:: Testo mostrato ::
────

Mentre fa capolino lo spettro del nucleare, Mario Draghi si impantana sulla questione rincari, ma a dover preoccupare non è solo il costo dell’energia. Ci si mette pure il cambiamento climatico, che ha ricadute troppo spesso sottostimate. Dalle gelate di luglio in Brasile alla siccità canadese, gli eventi meteorologici estremi sono sempre più diffusi e a farne le spese sono le colture agricole. Repentine escursioni termiche, precipitazioni straordinarie, caldo africano: durante lo scorso anno in giro per il mondo i raccolti hanno subito ingenti danni. Il calo della produzione si è tradotto in vertiginosi aumenti di prezzo, drammatici se affiancati alle pesanti conseguenze del Covid sull’economia globale.

────

:: Sezione dati ::
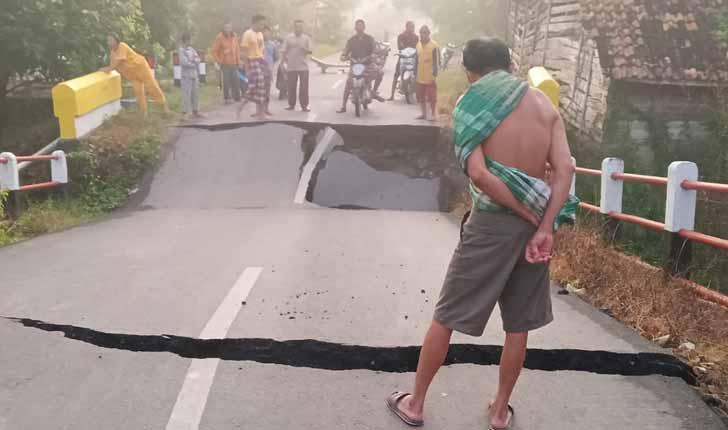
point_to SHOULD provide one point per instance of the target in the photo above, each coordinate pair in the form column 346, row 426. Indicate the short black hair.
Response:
column 486, row 54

────

:: Compito 1 ::
Trascrivi dal testo mostrato il passo che comincia con le parole "Mentre fa capolino" e si ferma dopo "Covid sull’economia globale.".
:: Compito 2 ::
Rispondi alle domande seguenti in base al testo mostrato.
(a) Su quale questione si impantana Mario Draghi?
(b) In quale paese si sono verificate le gelate di luglio?
(c) A che cosa vengono affiancati i vertiginosi aumenti di prezzo?
:: Compito 3 ::
Elenca tutti i fenomeni meteorologici estremi nominati nel testo mostrato.

:: Risposta scritta 1 ::
Mentre fa capolino lo spettro del nucleare, Mario Draghi si impantana sulla questione rincari, ma a dover preoccupare non è solo il costo dell’energia. Ci si mette pure il cambiamento climatico, che ha ricadute troppo spesso sottostimate. Dalle gelate di luglio in Brasile alla siccità canadese, gli eventi meteorologici estremi sono sempre più diffusi e a farne le spese sono le colture agricole. Repentine escursioni termiche, precipitazioni straordinarie, caldo africano: durante lo scorso anno in giro per il mondo i raccolti hanno subito ingenti danni. Il calo della produzione si è tradotto in vertiginosi aumenti di prezzo, drammatici se affiancati alle pesanti conseguenze del Covid sull’economia globale.

:: Risposta scritta 2 ::
(a) Sulla questione rincari.
(b) In Brasile.
(c) Alle pesanti conseguenze del Covid sull'economia globale.

:: Risposta scritta 3 ::
- gelate di luglio in Brasile
- siccità canadese
- repentine escursioni termiche
- precipitazioni straordinarie
- caldo africano